> [TASK]
Swap every "Target" in the records below for "Object", leaving all other text untouched.

> [Dataset excerpt]
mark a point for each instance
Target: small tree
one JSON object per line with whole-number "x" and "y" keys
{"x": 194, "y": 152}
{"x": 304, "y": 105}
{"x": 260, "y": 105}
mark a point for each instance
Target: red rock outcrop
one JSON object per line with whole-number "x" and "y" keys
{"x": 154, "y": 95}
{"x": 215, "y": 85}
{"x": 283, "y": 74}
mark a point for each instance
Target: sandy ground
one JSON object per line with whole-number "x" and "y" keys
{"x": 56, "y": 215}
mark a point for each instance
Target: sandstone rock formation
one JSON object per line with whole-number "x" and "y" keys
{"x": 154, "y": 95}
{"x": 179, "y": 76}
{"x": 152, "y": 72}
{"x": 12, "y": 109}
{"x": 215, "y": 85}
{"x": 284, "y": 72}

> [EXERCISE SOLUTION]
mark a point for each instance
Object: small tree
one JSON object per line with whole-number "x" and "y" keys
{"x": 194, "y": 152}
{"x": 304, "y": 105}
{"x": 260, "y": 105}
mark a point for each instance
Object: red rock outcrop
one JSON object per line with whole-number "x" and "y" keys
{"x": 154, "y": 95}
{"x": 215, "y": 85}
{"x": 283, "y": 74}
mark a point for each instance
Object: sandy ground
one JSON object per line with whole-number "x" and "y" keys
{"x": 56, "y": 215}
mark a point for each instance
Object: sandstone rock formation
one JSON object per line with whole-number "x" and "y" keys
{"x": 154, "y": 95}
{"x": 179, "y": 76}
{"x": 152, "y": 72}
{"x": 12, "y": 109}
{"x": 215, "y": 85}
{"x": 284, "y": 72}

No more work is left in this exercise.